━━ Exercise input

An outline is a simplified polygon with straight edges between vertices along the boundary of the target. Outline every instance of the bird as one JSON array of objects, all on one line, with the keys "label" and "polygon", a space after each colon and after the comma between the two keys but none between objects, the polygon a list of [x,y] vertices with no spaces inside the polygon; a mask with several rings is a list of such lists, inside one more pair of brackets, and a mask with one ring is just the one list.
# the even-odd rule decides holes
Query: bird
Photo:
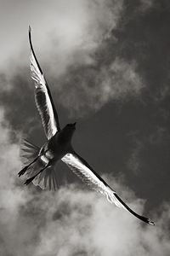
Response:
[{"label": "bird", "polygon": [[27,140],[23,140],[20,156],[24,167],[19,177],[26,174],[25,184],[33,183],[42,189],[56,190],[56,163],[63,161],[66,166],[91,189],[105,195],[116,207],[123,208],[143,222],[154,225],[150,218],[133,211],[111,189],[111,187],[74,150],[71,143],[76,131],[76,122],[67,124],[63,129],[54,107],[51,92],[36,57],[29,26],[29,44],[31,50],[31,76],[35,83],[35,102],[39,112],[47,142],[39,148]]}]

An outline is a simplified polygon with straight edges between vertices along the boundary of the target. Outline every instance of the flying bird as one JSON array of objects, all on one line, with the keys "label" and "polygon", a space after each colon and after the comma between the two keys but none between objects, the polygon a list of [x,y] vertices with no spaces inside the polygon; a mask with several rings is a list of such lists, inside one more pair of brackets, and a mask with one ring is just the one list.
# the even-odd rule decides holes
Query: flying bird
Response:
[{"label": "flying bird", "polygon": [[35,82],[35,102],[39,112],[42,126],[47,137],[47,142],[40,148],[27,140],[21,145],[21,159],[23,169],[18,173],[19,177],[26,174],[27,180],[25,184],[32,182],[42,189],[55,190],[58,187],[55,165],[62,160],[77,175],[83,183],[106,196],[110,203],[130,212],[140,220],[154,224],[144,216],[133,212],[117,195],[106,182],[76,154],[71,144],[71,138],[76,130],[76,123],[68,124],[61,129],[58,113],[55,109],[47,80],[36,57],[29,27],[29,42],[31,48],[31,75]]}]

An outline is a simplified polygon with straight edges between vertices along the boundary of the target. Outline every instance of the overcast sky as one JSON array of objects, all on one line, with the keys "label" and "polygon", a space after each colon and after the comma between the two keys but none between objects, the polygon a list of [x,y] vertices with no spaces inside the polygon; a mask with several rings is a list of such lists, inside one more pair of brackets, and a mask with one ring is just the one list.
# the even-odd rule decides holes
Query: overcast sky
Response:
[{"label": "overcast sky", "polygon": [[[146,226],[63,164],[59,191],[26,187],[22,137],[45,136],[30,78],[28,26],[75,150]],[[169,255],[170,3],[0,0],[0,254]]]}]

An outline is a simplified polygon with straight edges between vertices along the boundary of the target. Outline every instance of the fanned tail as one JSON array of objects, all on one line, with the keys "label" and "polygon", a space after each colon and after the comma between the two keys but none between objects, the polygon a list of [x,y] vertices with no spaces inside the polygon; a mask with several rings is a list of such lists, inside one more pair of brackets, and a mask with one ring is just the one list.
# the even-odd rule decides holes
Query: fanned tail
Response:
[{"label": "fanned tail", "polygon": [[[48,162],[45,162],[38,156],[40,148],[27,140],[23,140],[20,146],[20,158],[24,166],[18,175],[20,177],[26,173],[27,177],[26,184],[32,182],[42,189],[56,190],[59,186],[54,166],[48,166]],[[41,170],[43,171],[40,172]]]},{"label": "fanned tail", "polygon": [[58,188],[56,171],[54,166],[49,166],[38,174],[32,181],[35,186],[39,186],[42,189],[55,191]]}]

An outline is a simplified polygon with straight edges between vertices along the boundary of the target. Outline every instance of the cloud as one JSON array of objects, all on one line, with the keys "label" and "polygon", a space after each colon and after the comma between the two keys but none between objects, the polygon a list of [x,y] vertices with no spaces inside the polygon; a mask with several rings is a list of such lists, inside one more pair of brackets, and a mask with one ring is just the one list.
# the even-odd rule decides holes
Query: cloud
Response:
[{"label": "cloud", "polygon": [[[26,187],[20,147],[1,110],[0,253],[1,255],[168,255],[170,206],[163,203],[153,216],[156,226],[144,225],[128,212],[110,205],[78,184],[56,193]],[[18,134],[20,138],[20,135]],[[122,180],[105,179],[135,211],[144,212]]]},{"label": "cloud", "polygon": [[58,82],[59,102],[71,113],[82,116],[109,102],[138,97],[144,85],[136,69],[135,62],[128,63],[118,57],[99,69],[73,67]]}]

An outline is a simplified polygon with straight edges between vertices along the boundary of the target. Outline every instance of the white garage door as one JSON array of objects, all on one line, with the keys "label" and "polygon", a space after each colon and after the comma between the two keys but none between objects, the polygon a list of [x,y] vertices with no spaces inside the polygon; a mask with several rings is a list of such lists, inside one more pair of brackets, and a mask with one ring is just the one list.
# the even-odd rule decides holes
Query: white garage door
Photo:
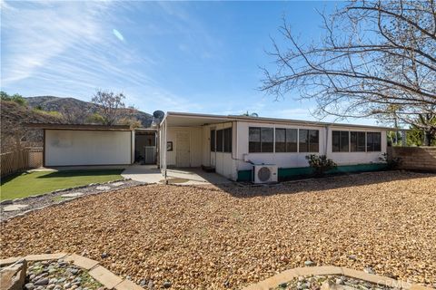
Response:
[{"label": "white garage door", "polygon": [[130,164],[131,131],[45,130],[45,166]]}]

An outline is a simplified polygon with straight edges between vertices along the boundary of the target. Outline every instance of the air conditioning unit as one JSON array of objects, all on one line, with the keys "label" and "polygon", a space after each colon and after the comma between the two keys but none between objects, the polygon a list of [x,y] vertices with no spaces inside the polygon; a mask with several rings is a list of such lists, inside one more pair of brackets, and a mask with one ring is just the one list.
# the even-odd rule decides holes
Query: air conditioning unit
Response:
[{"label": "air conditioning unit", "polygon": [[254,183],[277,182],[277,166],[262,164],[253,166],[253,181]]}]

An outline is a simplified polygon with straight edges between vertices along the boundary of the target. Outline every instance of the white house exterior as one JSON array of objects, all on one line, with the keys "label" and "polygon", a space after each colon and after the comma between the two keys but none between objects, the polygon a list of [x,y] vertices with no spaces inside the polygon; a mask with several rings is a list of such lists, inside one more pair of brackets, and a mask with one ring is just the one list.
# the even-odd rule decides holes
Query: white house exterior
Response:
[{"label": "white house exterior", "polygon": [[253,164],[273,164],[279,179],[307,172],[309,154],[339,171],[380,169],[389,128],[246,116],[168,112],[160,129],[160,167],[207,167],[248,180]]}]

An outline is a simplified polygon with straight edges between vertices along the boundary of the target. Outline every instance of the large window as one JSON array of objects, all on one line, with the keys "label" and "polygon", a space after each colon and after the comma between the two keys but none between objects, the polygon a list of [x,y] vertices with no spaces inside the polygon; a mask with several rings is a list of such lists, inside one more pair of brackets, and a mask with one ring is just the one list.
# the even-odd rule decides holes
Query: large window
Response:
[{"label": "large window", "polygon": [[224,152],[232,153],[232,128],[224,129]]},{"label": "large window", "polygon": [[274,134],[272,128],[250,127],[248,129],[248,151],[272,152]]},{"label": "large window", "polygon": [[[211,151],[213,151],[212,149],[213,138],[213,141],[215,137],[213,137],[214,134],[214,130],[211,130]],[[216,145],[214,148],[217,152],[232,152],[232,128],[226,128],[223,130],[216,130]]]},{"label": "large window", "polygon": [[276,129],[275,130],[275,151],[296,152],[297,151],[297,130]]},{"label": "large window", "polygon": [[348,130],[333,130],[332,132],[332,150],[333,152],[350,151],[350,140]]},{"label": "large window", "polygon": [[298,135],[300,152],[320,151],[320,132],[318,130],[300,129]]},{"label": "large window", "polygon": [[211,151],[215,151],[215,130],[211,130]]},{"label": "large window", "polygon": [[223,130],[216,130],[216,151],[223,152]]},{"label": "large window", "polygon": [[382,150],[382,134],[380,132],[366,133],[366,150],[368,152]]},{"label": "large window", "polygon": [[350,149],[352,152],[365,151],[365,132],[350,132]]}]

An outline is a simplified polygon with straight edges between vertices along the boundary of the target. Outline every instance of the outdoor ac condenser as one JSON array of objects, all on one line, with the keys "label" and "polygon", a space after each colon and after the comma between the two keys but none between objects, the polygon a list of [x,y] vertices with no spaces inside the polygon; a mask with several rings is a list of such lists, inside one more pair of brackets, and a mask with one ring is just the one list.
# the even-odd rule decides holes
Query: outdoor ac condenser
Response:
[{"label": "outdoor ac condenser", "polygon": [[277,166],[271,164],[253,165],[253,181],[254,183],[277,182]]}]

━━━━

What is expected =
Go back to the data above and please quote exactly, and only, the lines from the line with "of the outdoor" through its last line.

Reply to the task =
An outline is a simplified polygon with straight edges between vertices along the boundary of the target. Outline every instance of the outdoor ac condenser as one JSON array of objects, all on one line, with the keys "label" and "polygon", a space after each colon and after the comma between the two keys but none between objects, the polygon a list of [x,y] vertices with no spaces inside the polygon; a mask with several rings is a list of such lists, inside one more pair of brackets, and a mask with one ring is just the one list.
# the even-odd rule decides holes
Query: outdoor ac condenser
Response:
[{"label": "outdoor ac condenser", "polygon": [[277,166],[271,164],[253,165],[253,181],[254,183],[277,182]]}]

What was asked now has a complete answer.